## Provided records

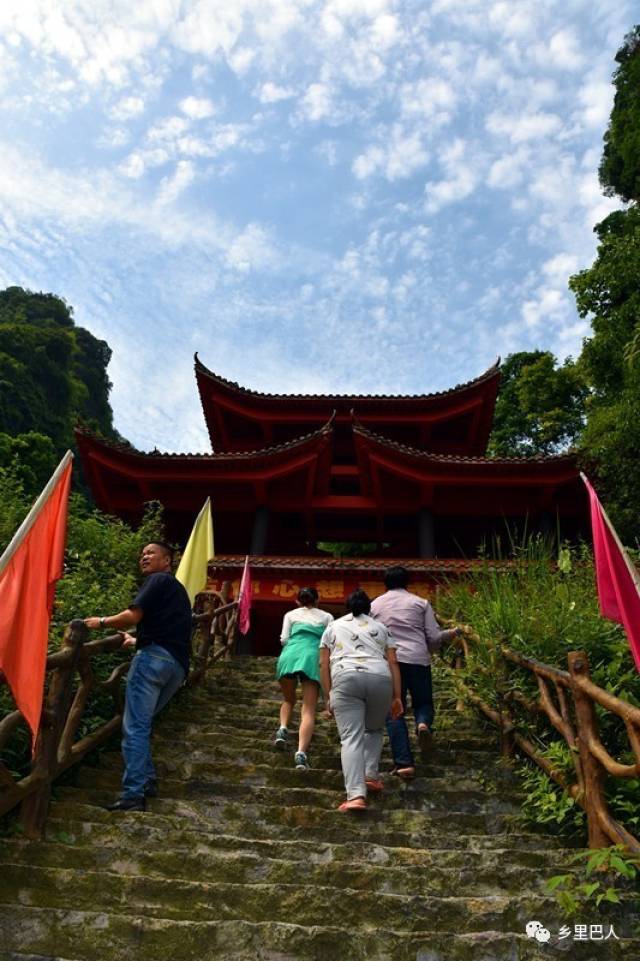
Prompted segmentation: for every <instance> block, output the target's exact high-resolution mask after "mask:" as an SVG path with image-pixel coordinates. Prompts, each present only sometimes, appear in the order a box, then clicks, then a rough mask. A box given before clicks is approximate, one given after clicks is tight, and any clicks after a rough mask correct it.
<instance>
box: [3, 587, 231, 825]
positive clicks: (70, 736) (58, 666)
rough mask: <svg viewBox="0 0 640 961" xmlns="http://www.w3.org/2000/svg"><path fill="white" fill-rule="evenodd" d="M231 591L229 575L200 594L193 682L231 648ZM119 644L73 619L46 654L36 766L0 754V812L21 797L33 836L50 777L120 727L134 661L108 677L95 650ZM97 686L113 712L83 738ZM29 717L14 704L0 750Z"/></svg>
mask: <svg viewBox="0 0 640 961" xmlns="http://www.w3.org/2000/svg"><path fill="white" fill-rule="evenodd" d="M230 594H231V585H230V584H229V583H228V582H225V584H224V585H223V587H222V591H221V592H220V593H218V592H215V591H212V592H204V593H202V594H199V595H198V597H197V598H196V613H195V614H194V628H195V631H194V648H195V650H194V657H193V668H192V670H191V671H190V672H189V676H188V677H187V680H186V683H187V684H188V685H190V686H193V685H196V684H198V683H200V681H201V680H202V678H203V677H204V676H205V674H206V672H207V669H208V667H209V666H210V665H211V664H212V663H214V662H215V661H217V660H219V659H220V658H222V657H228V656H230V654H231V653H232V651H233V645H234V643H235V638H236V624H237V607H238V605H237V602H235V601H229V597H230ZM121 645H122V635H121V634H115V635H113V636H111V637H105V638H101V639H99V640H94V641H90V640H89V631H88V630H87V628H86V627H85V625H84V622H83V621H81V620H75V621H72V622H71V623H70V624H69V625H68V627H67V629H66V631H65V634H64V638H63V640H62V645H61V649H60V650H59V651H57V652H56V653H55V654H50V655H49V657H48V658H47V683H46V688H45V689H46V696H45V703H44V707H43V711H42V720H41V723H40V730H39V732H38V737H37V739H36V747H35V752H34V756H33V759H32V763H31V770H30V771H29V773H28V774H27V775H26V776H24V777H22V778H19V779H18V780H16V779H15V778H14V776H13V775H12V773H11V771H10V770H9V769H8V768H7V767H6V765H5V764H3V763H2V761H0V815H3V814H5V813H6V812H7V811H10V810H11V809H12V808H14V807H15V806H16V805H18V804H20V803H21V804H22V807H21V810H20V820H21V822H22V827H23V830H24V833H25V834H26V835H27V836H28V837H31V838H38V837H40V836H41V835H42V829H43V827H44V822H45V819H46V817H47V812H48V809H49V801H50V798H51V785H52V783H53V781H54V780H55V779H56V778H57V777H59V776H60V774H62V773H63V772H64V771H66V770H67V768H69V767H71V766H72V765H74V764H76V763H77V762H78V761H80V760H81V759H82V758H83V757H84V756H85V755H86V754H87V753H88V752H89V751H92V750H94V749H95V748H96V747H99V746H100V745H101V744H104V742H105V741H107V740H108V738H110V737H111V736H112V735H113V734H114V733H115V732H117V731H118V730H119V728H120V725H121V723H122V715H123V710H124V691H123V686H122V683H121V680H122V678H123V677H124V676H125V675H126V674H127V672H128V670H129V665H130V661H126V662H123V663H122V664H119V665H118V666H117V667H115V668H114V670H113V671H112V672H111V674H110V675H109V677H108V678H107V679H106V680H104V681H101V680H99V679H98V678H97V676H96V672H95V671H94V669H93V665H94V659H95V658H96V657H99V656H100V655H101V654H107V653H111V652H113V651H116V650H118V649H119V648H120V647H121ZM76 676H77V679H78V680H77V686H76V687H75V690H74V685H75V683H76V680H75V679H76ZM2 680H4V679H2ZM96 693H102V694H105V693H106V694H107V695H108V696H110V697H111V699H112V700H113V715H112V717H110V718H109V719H108V720H105V721H104V723H102V724H101V725H100V726H99V727H98V728H96V729H95V730H93V731H92V732H91V733H90V734H87V735H85V736H83V737H79V738H78V737H77V735H78V731H79V728H80V725H81V722H82V720H83V718H84V716H85V712H86V707H87V703H88V702H89V699H90V697H91V696H92V695H94V694H96ZM24 723H25V722H24V718H23V716H22V714H21V713H20V711H17V710H16V711H12V712H11V713H9V714H7V716H6V717H4V718H3V719H2V721H0V752H1V751H2V750H3V749H4V747H5V745H6V744H7V742H8V740H9V738H10V737H11V735H12V734H13V733H14V732H15V731H16V730H17V729H18V728H19V727H20V726H21V725H23V724H24Z"/></svg>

## Aim of the task
Reproduce the material above with each instance of "rough mask" renamed to "coarse mask" and everything else left unchanged. Omit the pictures from your answer.

## Answer for this exercise
Prompted segmentation: for every <instance> block, output the target's exact high-resolution mask after "mask:" as an SVG path with image-pixel coordinates. Prompts, each present only sometimes, appear in the order a box, then clicks, then a coarse mask. A box given before clicks is approximate, one given after clicks is tight, and any clicks after a coarse mask correct it.
<instance>
box: [3, 587, 231, 825]
positive clicks: (70, 736) (58, 666)
coarse mask: <svg viewBox="0 0 640 961" xmlns="http://www.w3.org/2000/svg"><path fill="white" fill-rule="evenodd" d="M231 591L229 575L200 594L193 682L231 648ZM119 644L73 619L46 654L36 766L0 754V812L21 797L33 836L50 777L120 727L134 661L108 677L95 650ZM97 686L113 712L83 738ZM29 717L14 704L0 750Z"/></svg>
mask: <svg viewBox="0 0 640 961" xmlns="http://www.w3.org/2000/svg"><path fill="white" fill-rule="evenodd" d="M230 594H231V585H230V584H229V583H228V582H225V584H224V585H223V587H222V591H221V592H220V593H218V592H215V591H212V592H204V593H202V594H199V595H198V597H197V598H196V613H195V614H194V628H195V631H194V648H195V650H194V657H193V668H192V670H191V671H190V672H189V676H188V677H187V680H186V683H187V684H188V685H190V686H193V685H196V684H198V683H200V681H201V680H202V678H203V677H204V676H205V674H206V672H207V669H208V667H209V666H210V665H211V664H212V663H214V662H215V661H217V660H219V659H220V658H222V657H228V656H230V654H231V653H232V651H233V645H234V643H235V638H236V624H237V607H238V605H237V602H235V601H229V597H230ZM121 645H122V635H121V634H115V635H113V636H111V637H105V638H101V639H99V640H94V641H90V640H89V631H88V630H87V628H86V627H85V625H84V622H83V621H81V620H75V621H72V622H71V623H70V624H69V625H68V627H67V629H66V631H65V634H64V638H63V640H62V645H61V649H60V650H59V651H57V652H56V653H55V654H50V655H49V657H48V658H47V683H46V688H45V689H46V696H45V703H44V707H43V711H42V720H41V723H40V730H39V732H38V737H37V739H36V747H35V752H34V756H33V759H32V763H31V770H30V771H29V773H28V774H27V775H26V776H24V777H22V778H19V779H18V780H16V779H15V778H14V776H13V775H12V773H11V771H10V770H9V769H8V768H7V767H6V765H5V764H3V763H2V761H0V815H3V814H5V813H6V812H7V811H10V810H11V809H12V808H14V807H15V806H16V805H18V804H20V803H21V804H22V807H21V810H20V820H21V822H22V827H23V830H24V833H25V834H26V835H27V836H28V837H31V838H38V837H40V836H41V835H42V829H43V827H44V822H45V819H46V817H47V812H48V809H49V801H50V798H51V785H52V783H53V781H54V780H55V779H56V778H57V777H59V776H60V774H62V773H63V772H64V771H66V770H67V768H69V767H71V766H72V765H74V764H76V763H77V762H78V761H80V760H81V759H82V758H83V757H84V756H85V755H86V754H87V753H88V752H89V751H92V750H94V749H95V748H96V747H99V746H100V745H101V744H104V742H105V741H107V740H108V738H110V737H111V736H112V735H113V734H114V733H115V732H117V731H118V730H119V728H120V725H121V723H122V715H123V710H124V691H123V686H122V683H121V680H122V678H123V677H124V676H125V675H126V674H127V672H128V670H129V665H130V661H126V662H123V663H122V664H119V665H118V666H117V667H115V668H114V670H113V671H112V672H111V674H110V675H109V677H108V678H107V679H106V680H104V681H101V680H99V679H98V678H97V676H96V672H95V671H94V669H93V665H94V659H95V658H96V657H99V656H100V655H101V654H107V653H111V652H113V651H116V650H118V649H119V648H120V647H121ZM76 676H77V679H78V680H77V686H76V687H75V690H74V685H75V683H76V680H75V679H76ZM2 680H4V679H2ZM96 693H102V694H105V693H106V694H107V695H108V696H110V697H111V699H112V700H113V715H112V717H110V718H109V719H108V720H105V721H104V723H102V724H101V725H100V726H99V727H98V728H96V729H95V730H93V731H92V732H91V733H90V734H87V735H85V736H83V737H79V738H78V737H77V735H78V731H79V728H80V725H81V722H82V720H83V718H84V716H85V712H86V707H87V703H88V702H89V699H90V697H91V696H92V695H94V694H96ZM24 723H25V722H24V718H23V716H22V714H21V713H20V711H17V710H16V711H12V712H11V713H9V714H7V716H6V717H4V718H3V719H2V721H0V752H1V751H2V750H3V749H4V747H5V745H6V744H7V742H8V740H9V738H10V737H11V735H12V734H13V733H14V732H15V731H16V730H17V729H18V728H19V727H20V726H21V725H23V724H24Z"/></svg>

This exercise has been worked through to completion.